▶ [Exercise aim] Copy out the message below, a reply about partitioning a disk to run Linux alongside Windows 95, word for word from start to finish.

>> Start Excerpt provided

Responses below, interleaved with questions.

At 10:22 PM 2/21/99 -0800, Buddy Brannan, KB5ELV wrote [portions only]:

>So I've read a bit on the howto's regarding multi-boot installations, and
>I'm not exactly sure how this information will apply to me. From what I can
>gather anyway, I want to set up a Linux partition (or three...file systems
>for root, /usr and /home...although I've used Unix shell Internet access

If you plan to make only 2 gigs worth of Linux partitions, I suggest you put
it all in one big partition. For a system you alone will use, dividing the
space up mainly creates more potential bottlenecks, without providing much
in the way of added benefits. (It's different on a server, where you may
want to separate / and /home to protect system space from getting
overcrowded by user files.)

>1) Is it easier to load Win95 first, or Linux first? 

It doesn't matter much. If you load Linux second, you'll only have to set up
LILO once.

>Or which should go on
>the first partition?

>> End Excerpt provided
>> Start Records provided

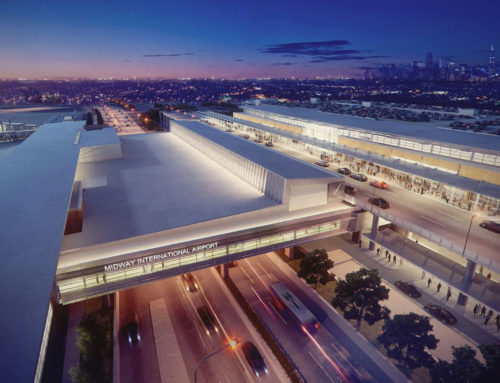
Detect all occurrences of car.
[125,313,141,344]
[241,341,268,378]
[337,168,351,176]
[349,173,368,182]
[370,181,389,189]
[479,221,500,233]
[368,198,391,209]
[181,273,198,293]
[314,161,330,168]
[394,281,422,298]
[424,303,457,324]
[196,306,219,335]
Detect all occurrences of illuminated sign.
[104,242,219,271]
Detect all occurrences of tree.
[431,344,500,383]
[69,316,113,383]
[377,313,439,370]
[297,249,334,288]
[332,268,390,329]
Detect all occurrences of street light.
[194,339,239,383]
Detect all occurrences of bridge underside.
[55,213,353,304]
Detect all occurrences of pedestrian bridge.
[55,208,352,304]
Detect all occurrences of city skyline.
[0,0,500,79]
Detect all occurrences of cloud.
[271,63,297,66]
[309,55,390,63]
[142,52,194,57]
[261,40,388,65]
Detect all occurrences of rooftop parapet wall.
[170,120,286,203]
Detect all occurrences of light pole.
[194,339,238,383]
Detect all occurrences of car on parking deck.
[344,185,358,195]
[125,313,141,344]
[181,273,198,292]
[241,341,268,378]
[370,181,389,189]
[368,197,391,209]
[394,281,422,298]
[479,221,500,233]
[314,161,330,168]
[424,303,457,324]
[349,173,368,182]
[196,306,219,335]
[337,168,351,176]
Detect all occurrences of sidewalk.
[350,230,500,344]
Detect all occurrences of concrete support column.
[457,259,476,306]
[369,215,379,250]
[283,247,293,259]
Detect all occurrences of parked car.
[241,341,268,378]
[349,173,368,182]
[394,281,422,298]
[181,273,198,292]
[314,161,330,168]
[368,198,391,209]
[370,181,389,189]
[125,313,141,344]
[479,221,500,233]
[337,168,351,176]
[344,185,358,195]
[196,306,219,335]
[424,304,457,324]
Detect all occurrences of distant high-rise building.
[488,44,496,77]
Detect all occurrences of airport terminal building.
[0,117,356,382]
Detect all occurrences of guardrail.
[355,198,500,272]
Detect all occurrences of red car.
[370,181,389,189]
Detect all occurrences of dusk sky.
[0,0,500,79]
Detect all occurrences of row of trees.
[298,249,500,383]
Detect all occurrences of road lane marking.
[240,266,255,285]
[438,210,463,221]
[308,351,337,383]
[419,215,446,227]
[330,342,362,377]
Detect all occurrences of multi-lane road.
[119,269,286,383]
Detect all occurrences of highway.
[230,253,402,383]
[119,268,286,383]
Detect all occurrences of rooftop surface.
[244,104,500,151]
[0,121,118,382]
[205,112,500,198]
[61,133,276,251]
[171,120,342,179]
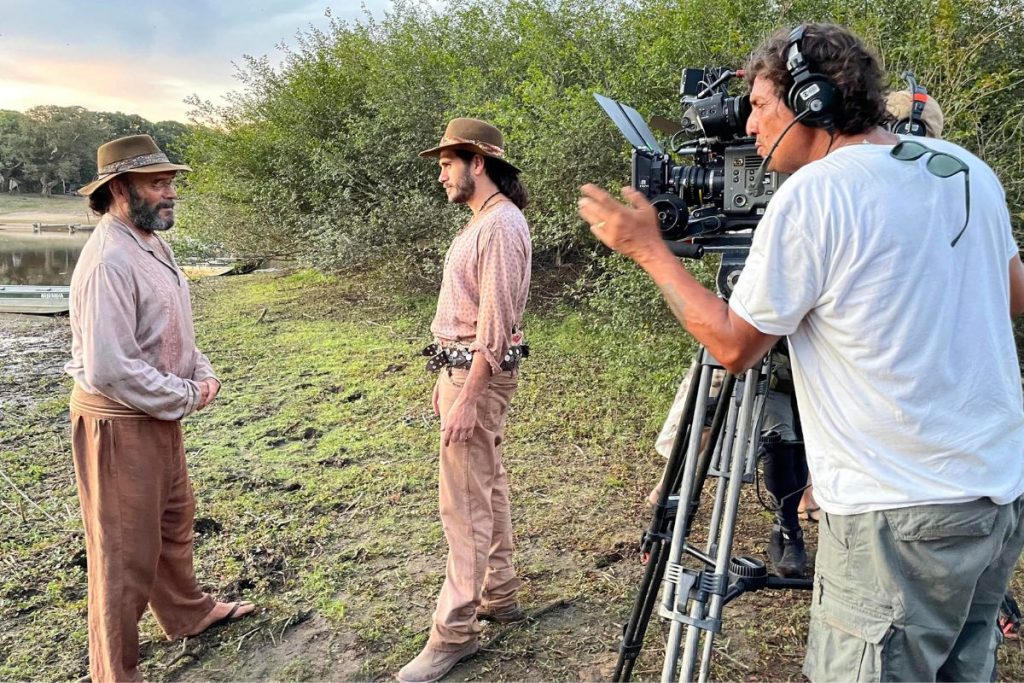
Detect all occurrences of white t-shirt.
[729,138,1024,514]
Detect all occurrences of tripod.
[613,346,812,682]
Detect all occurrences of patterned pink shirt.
[430,200,532,374]
[65,214,216,420]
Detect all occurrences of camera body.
[594,69,787,297]
[631,69,784,240]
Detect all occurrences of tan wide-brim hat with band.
[420,119,520,173]
[78,135,191,197]
[886,90,945,137]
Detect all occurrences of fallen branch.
[0,470,61,526]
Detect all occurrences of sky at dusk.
[0,0,432,122]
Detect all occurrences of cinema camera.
[594,69,786,298]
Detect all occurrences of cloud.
[0,0,423,121]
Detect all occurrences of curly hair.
[89,180,114,216]
[746,24,888,135]
[455,150,529,211]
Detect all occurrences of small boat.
[0,285,71,315]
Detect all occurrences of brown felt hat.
[78,135,191,197]
[420,119,519,173]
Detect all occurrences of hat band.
[437,136,505,159]
[97,152,170,175]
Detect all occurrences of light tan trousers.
[430,370,521,650]
[71,386,214,683]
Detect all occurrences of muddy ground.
[6,273,1024,681]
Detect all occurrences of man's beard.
[449,174,476,204]
[128,185,174,232]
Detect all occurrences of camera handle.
[612,346,812,681]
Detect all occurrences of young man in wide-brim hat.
[65,135,254,683]
[398,119,531,683]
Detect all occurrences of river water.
[0,231,89,285]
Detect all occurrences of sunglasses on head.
[889,140,971,247]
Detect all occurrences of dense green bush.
[182,0,1024,323]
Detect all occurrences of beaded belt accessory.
[421,342,529,373]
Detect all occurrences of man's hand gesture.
[196,377,220,411]
[580,183,667,261]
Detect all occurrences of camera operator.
[580,24,1024,681]
[799,77,945,522]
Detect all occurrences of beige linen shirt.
[65,214,216,420]
[430,201,532,374]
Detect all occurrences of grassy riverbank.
[6,272,1024,680]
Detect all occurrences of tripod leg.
[612,349,702,681]
[662,370,763,681]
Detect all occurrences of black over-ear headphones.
[889,71,928,136]
[785,24,839,128]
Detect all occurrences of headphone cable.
[746,110,811,197]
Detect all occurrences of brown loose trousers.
[71,386,214,683]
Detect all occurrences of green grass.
[6,271,1024,680]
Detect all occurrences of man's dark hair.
[89,179,117,216]
[455,150,529,211]
[746,24,887,135]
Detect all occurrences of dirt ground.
[6,273,1024,681]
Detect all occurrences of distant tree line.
[176,0,1024,290]
[0,105,187,195]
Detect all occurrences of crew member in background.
[398,119,532,683]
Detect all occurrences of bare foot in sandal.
[188,600,256,638]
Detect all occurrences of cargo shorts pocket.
[804,582,898,681]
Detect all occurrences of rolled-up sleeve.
[191,348,220,384]
[75,263,199,420]
[469,221,528,374]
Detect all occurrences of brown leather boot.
[398,640,480,683]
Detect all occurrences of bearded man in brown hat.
[398,119,532,683]
[65,135,254,683]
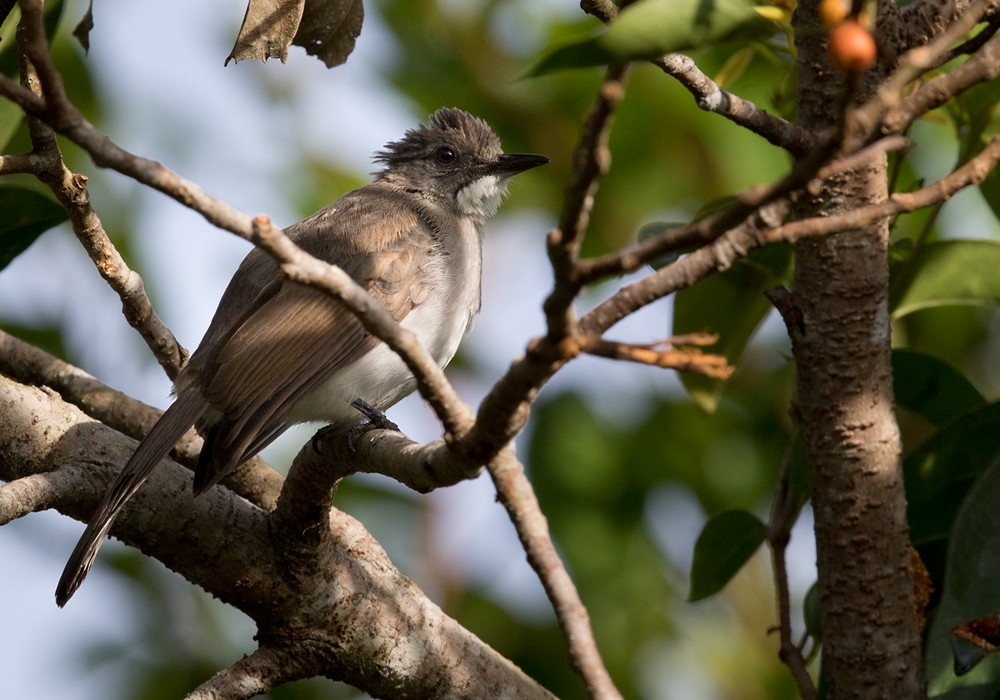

>> End Records provided

▶ [Output for this task]
Responses below, interleaved with questions.

At 10:22 PM 2/21/99 -0800, Buddy Brannan, KB5ELV wrote [portions only]:

>So I've read a bit on the howto's regarding multi-boot installations, and
>I'm not exactly sure how this information will apply to me. From what I can
>gather anyway, I want to set up a Linux partition (or three...file systems
>for root, /usr and /home...although I've used Unix shell Internet access

If you plan to make only 2 gigs worth of Linux partitions, I suggest you put
it all in one big partition. For a system you alone will use, dividing the
space up mainly creates more potential bottlenecks, without providing much
in the way of added benefits. (It's different on a server, where you may
want to separate / and /home to protect system space from getting
overcrowded by user files.)

>1) Is it easier to load Win95 first, or Linux first? 

It doesn't matter much. If you load Linux second, you'll only have to set up
LILO once.

>Or which should go on
>the first partition?